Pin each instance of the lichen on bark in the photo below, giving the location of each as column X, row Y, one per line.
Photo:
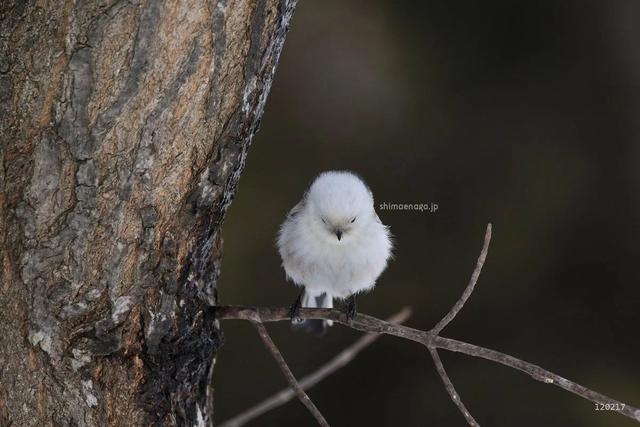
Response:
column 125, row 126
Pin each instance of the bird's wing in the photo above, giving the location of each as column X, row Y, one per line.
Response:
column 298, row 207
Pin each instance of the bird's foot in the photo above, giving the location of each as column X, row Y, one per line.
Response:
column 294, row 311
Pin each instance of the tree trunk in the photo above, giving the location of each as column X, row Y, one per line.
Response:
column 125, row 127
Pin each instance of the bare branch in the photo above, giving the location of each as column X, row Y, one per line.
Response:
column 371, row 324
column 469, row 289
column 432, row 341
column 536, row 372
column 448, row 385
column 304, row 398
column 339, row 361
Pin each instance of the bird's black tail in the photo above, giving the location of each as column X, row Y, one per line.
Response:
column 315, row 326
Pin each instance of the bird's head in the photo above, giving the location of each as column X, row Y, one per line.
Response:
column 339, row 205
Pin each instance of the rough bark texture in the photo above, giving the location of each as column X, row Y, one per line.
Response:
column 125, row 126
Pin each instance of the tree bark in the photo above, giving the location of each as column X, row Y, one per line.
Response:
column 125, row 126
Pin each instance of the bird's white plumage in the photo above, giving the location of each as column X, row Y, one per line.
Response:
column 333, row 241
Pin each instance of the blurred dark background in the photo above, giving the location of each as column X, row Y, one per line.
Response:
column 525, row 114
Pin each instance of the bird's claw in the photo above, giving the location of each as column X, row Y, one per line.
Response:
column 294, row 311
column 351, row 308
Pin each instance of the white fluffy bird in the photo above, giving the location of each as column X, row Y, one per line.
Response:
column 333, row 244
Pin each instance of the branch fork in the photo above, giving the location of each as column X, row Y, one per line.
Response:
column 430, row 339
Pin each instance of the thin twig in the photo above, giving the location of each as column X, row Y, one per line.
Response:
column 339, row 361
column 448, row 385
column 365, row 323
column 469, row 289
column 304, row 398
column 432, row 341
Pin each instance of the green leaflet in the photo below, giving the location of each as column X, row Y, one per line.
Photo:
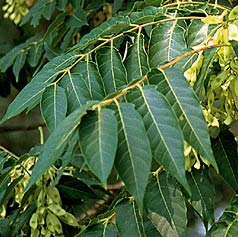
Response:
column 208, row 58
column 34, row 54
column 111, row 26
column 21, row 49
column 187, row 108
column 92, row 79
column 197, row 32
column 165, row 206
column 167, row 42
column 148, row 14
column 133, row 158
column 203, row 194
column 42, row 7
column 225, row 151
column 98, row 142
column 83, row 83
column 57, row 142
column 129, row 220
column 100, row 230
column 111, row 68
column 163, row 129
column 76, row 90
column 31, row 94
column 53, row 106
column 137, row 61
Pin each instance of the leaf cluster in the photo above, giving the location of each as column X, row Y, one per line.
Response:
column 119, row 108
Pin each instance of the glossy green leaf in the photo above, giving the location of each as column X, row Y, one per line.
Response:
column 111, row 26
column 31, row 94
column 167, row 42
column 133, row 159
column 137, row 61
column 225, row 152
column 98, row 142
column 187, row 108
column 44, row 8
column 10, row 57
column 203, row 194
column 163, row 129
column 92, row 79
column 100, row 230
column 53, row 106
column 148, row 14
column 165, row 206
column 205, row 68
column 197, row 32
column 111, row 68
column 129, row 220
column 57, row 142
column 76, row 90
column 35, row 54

....

## Given request
Copy the material between the lines holding "Pin each instance of the rough" and "column 119, row 108", inclusive, and leave out the pictures.

## Response
Pin each instance of the rough bark texture in the photo above, giving the location of each as column X, row Y, one per line.
Response:
column 125, row 126
Pin each instance of the tree bark in the photo above, giving the location of each as column X, row Y, one per line.
Response:
column 125, row 126
Pin each instance of the bird's white plumage in the photo above, giving the location of each as column X, row Y, one per line.
Response:
column 333, row 241
Pin each instance of the blurred dark background in the photo above, giving the location of each as column X, row Y, one per line.
Response:
column 525, row 114
Pin each instance of the bird's claw in the photo above, giving the location of each as column X, row Y, one per line.
Response:
column 294, row 311
column 351, row 308
Pin each instance of the white fluffy bird in the photo above, giving the location of each as column X, row Y, one per line.
Response:
column 333, row 244
Pin each instance of the branch fork in the photo above, giving the location of each as column X, row Y, one per line.
Response:
column 430, row 339
Pin each instance of the thin twig in the photo above, giving the location of each as column X, row Y, one per line.
Response:
column 339, row 361
column 448, row 385
column 365, row 323
column 469, row 289
column 304, row 398
column 432, row 341
Pin each instance of the green leaflet in the photo below, giving the location of each as column X, row Y, one per line.
Photo:
Response:
column 208, row 58
column 34, row 54
column 111, row 26
column 21, row 49
column 187, row 108
column 92, row 79
column 197, row 32
column 165, row 206
column 167, row 42
column 148, row 14
column 133, row 158
column 203, row 194
column 42, row 7
column 225, row 151
column 98, row 142
column 83, row 83
column 57, row 142
column 129, row 220
column 100, row 230
column 111, row 68
column 163, row 129
column 76, row 90
column 31, row 94
column 53, row 106
column 137, row 61
Pin each instance of the leaf cluster in the photo above, giving the location of each as column X, row Y, one per line.
Response:
column 119, row 108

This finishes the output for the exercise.